- **THE PROBLEM**: Every entry, from the first line to the last, should be output exactly.

- **ENTRIES SUPPLIED**:
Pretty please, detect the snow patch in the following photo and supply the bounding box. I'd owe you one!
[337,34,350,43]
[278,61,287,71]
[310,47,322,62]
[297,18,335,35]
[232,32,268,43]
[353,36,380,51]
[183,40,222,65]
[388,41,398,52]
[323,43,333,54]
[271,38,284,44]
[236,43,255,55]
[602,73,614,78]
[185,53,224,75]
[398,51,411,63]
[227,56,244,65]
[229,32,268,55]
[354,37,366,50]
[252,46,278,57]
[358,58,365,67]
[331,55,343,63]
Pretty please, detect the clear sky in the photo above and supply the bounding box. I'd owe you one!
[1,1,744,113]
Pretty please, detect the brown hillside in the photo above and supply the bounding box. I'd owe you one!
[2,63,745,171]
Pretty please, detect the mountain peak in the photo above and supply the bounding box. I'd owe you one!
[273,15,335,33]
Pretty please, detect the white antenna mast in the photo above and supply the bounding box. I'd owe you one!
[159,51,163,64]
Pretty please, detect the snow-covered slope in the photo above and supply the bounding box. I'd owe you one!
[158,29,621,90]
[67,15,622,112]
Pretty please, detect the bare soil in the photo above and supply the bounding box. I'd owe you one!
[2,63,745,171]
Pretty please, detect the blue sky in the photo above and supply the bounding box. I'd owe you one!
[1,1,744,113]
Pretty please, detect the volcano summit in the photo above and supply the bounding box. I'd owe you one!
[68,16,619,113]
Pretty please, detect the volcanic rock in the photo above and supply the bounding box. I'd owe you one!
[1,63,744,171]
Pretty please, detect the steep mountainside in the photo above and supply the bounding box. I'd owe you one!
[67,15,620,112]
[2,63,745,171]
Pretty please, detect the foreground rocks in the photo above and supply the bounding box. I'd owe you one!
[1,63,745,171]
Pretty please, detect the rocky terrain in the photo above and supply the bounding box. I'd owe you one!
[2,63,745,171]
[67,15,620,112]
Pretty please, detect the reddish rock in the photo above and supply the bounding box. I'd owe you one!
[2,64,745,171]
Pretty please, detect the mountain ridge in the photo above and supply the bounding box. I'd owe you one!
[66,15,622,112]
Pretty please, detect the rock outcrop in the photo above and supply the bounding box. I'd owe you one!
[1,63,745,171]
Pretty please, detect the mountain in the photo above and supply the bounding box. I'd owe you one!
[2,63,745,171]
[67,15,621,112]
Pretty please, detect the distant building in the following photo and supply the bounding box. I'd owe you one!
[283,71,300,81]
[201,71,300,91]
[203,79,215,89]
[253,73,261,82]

- **OUTPUT**:
Pretty please, detect the snow patch in the following photo and supply the bounding box. I'd owe you one!
[337,34,350,43]
[278,61,287,71]
[310,47,322,62]
[297,18,335,35]
[232,32,268,43]
[353,36,380,51]
[183,40,222,65]
[388,41,398,52]
[323,43,333,54]
[271,38,284,44]
[236,43,255,55]
[602,73,614,78]
[185,53,224,75]
[398,51,411,63]
[227,56,244,65]
[229,32,268,55]
[354,37,366,50]
[252,46,278,57]
[358,58,365,67]
[331,55,343,63]
Pretty please, detect the clear sky in the photo above and supply the bounding box. I'd owe you one!
[1,1,744,113]
Pretty please, detect the brown hillside in the photo above and supply the bounding box. I'd owe you one!
[2,63,745,171]
Pretty please, detect the mountain peak in the photo above and supply the bounding box. I'd owe you one!
[273,15,335,33]
Pretty please, detect the white antenna mast in the photo above and supply the bounding box. I'd owe you one!
[159,51,163,64]
Pretty please, detect the snow-covered slope in the photo above and supply the bounding box. I'd owe you one!
[158,29,621,90]
[67,15,622,112]
Pretty please, detect the bare soil in the photo above and supply the bounding box. I'd owe you one!
[2,63,745,171]
Pretty please, detect the blue sky in the photo above and supply the bounding box. I'd owe you one!
[1,1,744,113]
Pretty please, detect the volcano summit in the photo above and supply the bounding box. I'd owe you one!
[68,16,619,113]
Pretty please, detect the volcanic rock in the photo above and supply the bounding box. I'd owe you one!
[1,63,744,171]
Pretty please, detect the steep mountainside in the photo above and supply the bounding box. I'd owe you one!
[67,15,620,112]
[2,63,745,171]
Pretty please, detect the foreground rocks in the photo above and supply the bounding box. I'd owe you one!
[1,63,745,171]
Pretty please, detect the rocky terrain in the photo above and supply the bounding box. I'd owe you one!
[2,63,745,171]
[67,15,620,112]
Pretty please, detect the reddish rock in the photo above and supply the bounding box. I'd owe you one!
[2,64,745,171]
Pretty please, detect the mountain ridge in the photo above and supply the bounding box. I'd owe you one!
[66,15,622,112]
Pretty please, detect the rock outcrop in the photo above and supply the bounding box. I'd owe you one!
[1,63,745,171]
Pretty please, detect the mountain in the photo above and supply the bounding box. I'd owe you one!
[2,63,745,171]
[67,15,621,112]
Pretty please, detect the distant building in the following photo and supply the bounding box. I'd owe you one!
[283,71,300,81]
[201,71,300,91]
[203,79,215,89]
[253,73,261,82]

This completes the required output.